Data items:
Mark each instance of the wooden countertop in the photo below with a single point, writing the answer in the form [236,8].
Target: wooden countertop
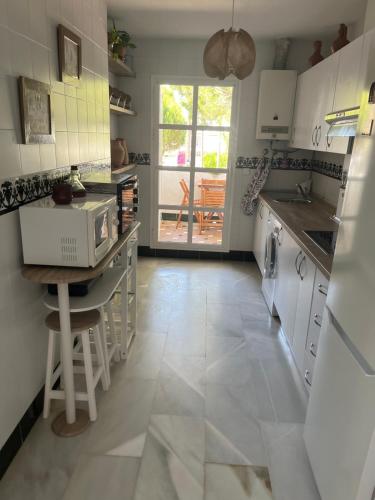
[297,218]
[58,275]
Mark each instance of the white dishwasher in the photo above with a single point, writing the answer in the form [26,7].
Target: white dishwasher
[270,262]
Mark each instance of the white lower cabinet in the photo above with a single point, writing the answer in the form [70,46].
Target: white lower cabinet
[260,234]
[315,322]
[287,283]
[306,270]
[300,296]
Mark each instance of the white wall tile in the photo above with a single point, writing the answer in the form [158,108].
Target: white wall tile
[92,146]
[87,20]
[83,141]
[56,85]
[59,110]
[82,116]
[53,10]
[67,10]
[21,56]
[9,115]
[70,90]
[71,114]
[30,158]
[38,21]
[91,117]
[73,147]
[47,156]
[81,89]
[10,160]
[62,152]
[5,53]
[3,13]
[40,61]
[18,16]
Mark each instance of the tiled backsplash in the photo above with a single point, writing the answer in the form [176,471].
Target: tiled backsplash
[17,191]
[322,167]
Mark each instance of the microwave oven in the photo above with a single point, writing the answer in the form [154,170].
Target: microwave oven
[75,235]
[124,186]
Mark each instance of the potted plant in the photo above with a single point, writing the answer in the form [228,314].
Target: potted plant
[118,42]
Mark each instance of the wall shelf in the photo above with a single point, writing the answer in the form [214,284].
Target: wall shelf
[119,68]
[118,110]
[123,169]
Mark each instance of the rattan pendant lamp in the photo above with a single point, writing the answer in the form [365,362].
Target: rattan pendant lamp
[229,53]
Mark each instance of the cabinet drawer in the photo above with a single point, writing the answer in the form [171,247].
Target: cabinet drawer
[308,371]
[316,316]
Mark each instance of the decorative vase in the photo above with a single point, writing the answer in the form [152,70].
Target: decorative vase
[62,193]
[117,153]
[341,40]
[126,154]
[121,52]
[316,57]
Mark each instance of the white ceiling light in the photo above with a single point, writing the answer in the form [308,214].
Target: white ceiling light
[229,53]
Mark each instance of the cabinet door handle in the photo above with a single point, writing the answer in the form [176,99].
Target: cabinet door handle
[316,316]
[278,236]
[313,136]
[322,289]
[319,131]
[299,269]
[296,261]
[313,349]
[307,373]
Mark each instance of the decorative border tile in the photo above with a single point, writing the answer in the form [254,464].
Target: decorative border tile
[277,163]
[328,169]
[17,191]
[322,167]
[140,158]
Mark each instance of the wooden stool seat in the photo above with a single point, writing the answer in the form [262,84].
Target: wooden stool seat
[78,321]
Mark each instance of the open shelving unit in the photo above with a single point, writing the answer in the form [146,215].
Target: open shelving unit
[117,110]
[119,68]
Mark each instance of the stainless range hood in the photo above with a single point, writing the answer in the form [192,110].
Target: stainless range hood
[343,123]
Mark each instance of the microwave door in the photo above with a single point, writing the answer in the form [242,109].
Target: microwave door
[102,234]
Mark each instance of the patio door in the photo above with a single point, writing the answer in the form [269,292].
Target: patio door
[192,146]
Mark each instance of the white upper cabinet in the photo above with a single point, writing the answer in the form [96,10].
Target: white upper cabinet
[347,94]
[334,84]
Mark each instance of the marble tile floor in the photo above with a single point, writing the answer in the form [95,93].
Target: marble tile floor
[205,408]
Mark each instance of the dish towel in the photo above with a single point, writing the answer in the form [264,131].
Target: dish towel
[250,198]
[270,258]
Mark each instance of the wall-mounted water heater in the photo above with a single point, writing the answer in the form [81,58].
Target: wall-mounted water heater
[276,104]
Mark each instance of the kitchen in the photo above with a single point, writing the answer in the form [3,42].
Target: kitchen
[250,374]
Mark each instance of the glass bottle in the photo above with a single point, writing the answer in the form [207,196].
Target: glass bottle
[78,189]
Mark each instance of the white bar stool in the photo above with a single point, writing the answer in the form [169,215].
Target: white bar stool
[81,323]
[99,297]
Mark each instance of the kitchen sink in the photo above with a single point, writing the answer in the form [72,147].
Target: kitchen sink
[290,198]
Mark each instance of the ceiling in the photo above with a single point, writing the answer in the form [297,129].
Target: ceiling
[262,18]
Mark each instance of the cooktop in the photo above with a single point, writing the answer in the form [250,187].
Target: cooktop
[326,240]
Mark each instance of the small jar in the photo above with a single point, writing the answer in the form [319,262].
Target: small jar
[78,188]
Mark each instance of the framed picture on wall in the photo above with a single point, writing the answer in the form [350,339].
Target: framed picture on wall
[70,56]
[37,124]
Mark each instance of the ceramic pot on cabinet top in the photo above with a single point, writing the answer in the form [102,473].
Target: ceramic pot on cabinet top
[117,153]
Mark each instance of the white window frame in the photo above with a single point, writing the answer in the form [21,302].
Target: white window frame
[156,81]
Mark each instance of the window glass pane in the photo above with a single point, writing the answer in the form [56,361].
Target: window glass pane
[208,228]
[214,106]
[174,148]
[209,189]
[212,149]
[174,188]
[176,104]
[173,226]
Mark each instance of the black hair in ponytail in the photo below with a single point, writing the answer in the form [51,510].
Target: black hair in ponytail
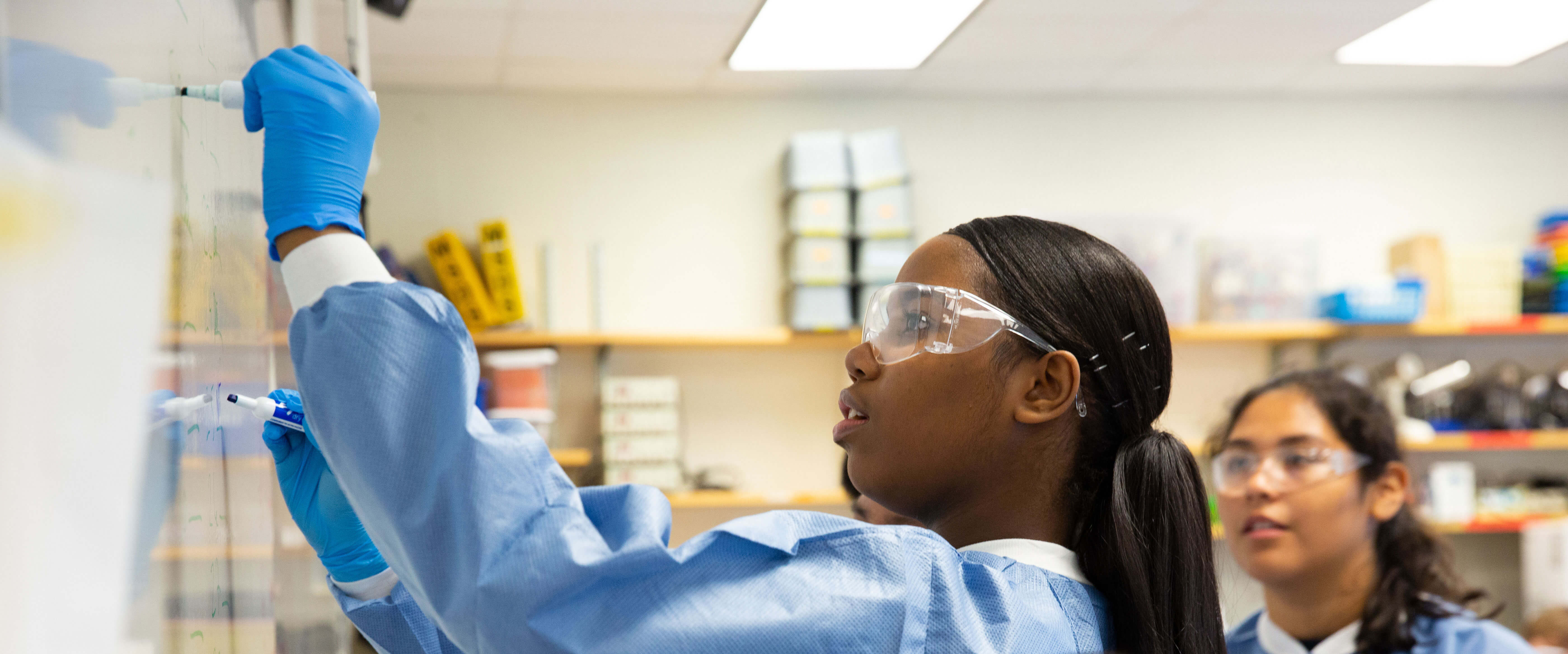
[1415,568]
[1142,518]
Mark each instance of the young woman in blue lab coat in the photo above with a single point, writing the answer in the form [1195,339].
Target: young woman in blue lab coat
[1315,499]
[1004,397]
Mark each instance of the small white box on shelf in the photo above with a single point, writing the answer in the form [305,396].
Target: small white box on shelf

PROBLEM STATEMENT: Retype every record above exactly as written, but leave out the pictures.

WRITTEN ANSWER:
Mark each instance of the wooden countertop in the photo below with a single point, writing the answer in the form [236,8].
Target: wooden countertop
[297,218]
[58,275]
Mark each instance of the white dishwasher in the photo above with a single point, writing the answer in the form [26,7].
Target: white dishwasher
[270,262]
Mark each instance of the white lower cabinet in the photo above with a single point, writing the answer in the form [70,46].
Target: white lower cabinet
[260,234]
[315,322]
[287,283]
[306,270]
[300,296]
Mark each instance of the white wall tile in the photo above with a single point, writing the answer in the form [158,108].
Target: white wall tile
[92,146]
[87,20]
[83,141]
[56,85]
[59,110]
[82,116]
[53,10]
[67,10]
[21,56]
[9,115]
[70,90]
[71,114]
[30,158]
[38,21]
[91,117]
[73,147]
[47,156]
[81,89]
[10,160]
[62,152]
[5,53]
[3,13]
[40,61]
[18,16]
Mark each instance of the tiled backsplash in the photo above with a single point, writing the answer in the form [176,471].
Target: tiled backsplash
[17,191]
[322,167]
Mark each instance of the microwave oven in the photo above with a single point, writing the answer in the form [154,170].
Target: microwave oven
[75,235]
[124,186]
Mark each instance of the potted plant in the photo above with a single point, writing the answer in the form [228,314].
Target: potted plant
[118,42]
Mark each instance of the wall shelf in the photo above with a single point, writing the answer in the form [214,284].
Target: wall shelf
[119,68]
[118,110]
[123,169]
Mark each instance of the rattan pendant lamp in the photo above with a single point, writing the answer in the form [365,362].
Target: rattan pendant lamp
[229,53]
Mark each instance of the cabinet drawer in the photo above with a single point, writing the answer in the form [171,247].
Target: cabinet drawer
[308,371]
[316,316]
Mark each instance of the decorative vase in the photo above with a single point, writing the answer in the form [152,70].
Target: decorative vase
[62,193]
[117,153]
[341,40]
[126,154]
[121,52]
[316,57]
Mark each instance of the white ceiling light in the photo above with a single point, writing the answer in the form [308,214].
Target: white ceiling light
[229,53]
Mark each instance of the cabinet door handle in the photo above with a single point, writing the answer in the form [176,99].
Target: cabinet door handle
[316,316]
[278,236]
[313,136]
[322,289]
[319,131]
[299,269]
[296,261]
[313,349]
[307,373]
Mark each instance of the decorative border tile in the photo above with a single point, writing the answer in the form [254,464].
Target: decorative border tile
[277,163]
[328,169]
[17,191]
[322,167]
[140,158]
Mark each instance of the wooden stool seat in the photo above with a single point, writing the answer in the form [262,84].
Target: wooden stool seat
[78,321]
Mark each instance of the open shelving unit in the photo above with a single point, writing the answer in the form [146,215].
Target: open shelving unit
[117,110]
[119,68]
Mark each instance of the stainless range hood in the photo above with a single point, writing the answer in the form [192,110].
Target: stainless range hood
[343,123]
Mark each instance of the microwave door in the photo above with a single point, writing the answer in the form [242,109].
Target: microwave door
[102,234]
Mark each instance of the patio door in the photo above with a single point, writing the answer in the form [269,292].
Target: patio door
[192,146]
Mark each instance of the white upper cabinet in the photo above with a single point, writing the answer in the form [96,10].
Target: white upper cabinet
[347,94]
[334,84]
Mark each instance of the marble tile floor in the photo above with a single point, writing the answer in the form [95,93].
Target: marble tile floor
[205,408]
Mark each instance of the dish towel in the photo above with a single point, writing the answer in the form [264,131].
Target: dish towel
[250,198]
[270,258]
Mark each instance of the wall-mounted water heater in the photo above with a single point, writing the answer in the form [81,58].
Target: wall-mounted water heater
[276,104]
Mark each instance of the kitchen in the photo above with a single point, writing the answer in the form [3,42].
Target: kitchen
[250,374]
Mark each instance of the glass bottle in the photo above with a single point, writing the answer in the form [207,196].
Target: glass bottle
[78,189]
Mark each instance of the white bar stool in the photo above with a single point, writing the answer in the form [169,215].
Target: white bar stool
[81,323]
[99,297]
Mark each instance of the kitchen sink in the photo above with a single point, writing the answer in the form [72,147].
Target: kitchen sink
[290,198]
Mark each instance of the ceiling in the photo above with a single point, writing the answer in the form [297,129].
Target: ceiling
[262,18]
Mark each instance of the cooktop in the photo above with a single point, writing the answer in the form [250,187].
Target: cooktop
[326,240]
Mark each instance of the small jar in the photo above with a single point, writing the answer in the form [319,262].
Target: small jar
[78,188]
Mark each instance of the framed picture on wall in the photo above with a single point, writing the answer in the form [350,339].
Target: framed picture on wall
[70,56]
[37,124]
Mark each instance of the ceramic pot on cabinet top in the photo above with a single point, writing the answer in the form [102,473].
Target: ceramic pot on cabinet top
[117,153]
Mark each instance of the white window frame in the photo above with a single point, writing the answer in the form [21,302].
Target: white window frame
[156,81]
Mark each instance of the window glass pane in the photo above with a single point, writing the answer in the form [56,361].
Target: window glass pane
[208,228]
[214,106]
[174,148]
[209,189]
[212,149]
[174,188]
[176,104]
[173,226]
Mark each instance of the black hair in ponytail in the photo below with a single point, writing the answer in the form [51,510].
Target: black hair in ponytail
[1415,568]
[1142,518]
Mark each instance of the young woman in blue lab coat in the photo above with a single point, writing the answer in the form [1195,339].
Target: young woman in blue lab coat
[1315,499]
[1004,397]
Mark each instance of the small white box on shelf in the photo above with a single point, writing the answer in the form [305,396].
Target: small white box on shelf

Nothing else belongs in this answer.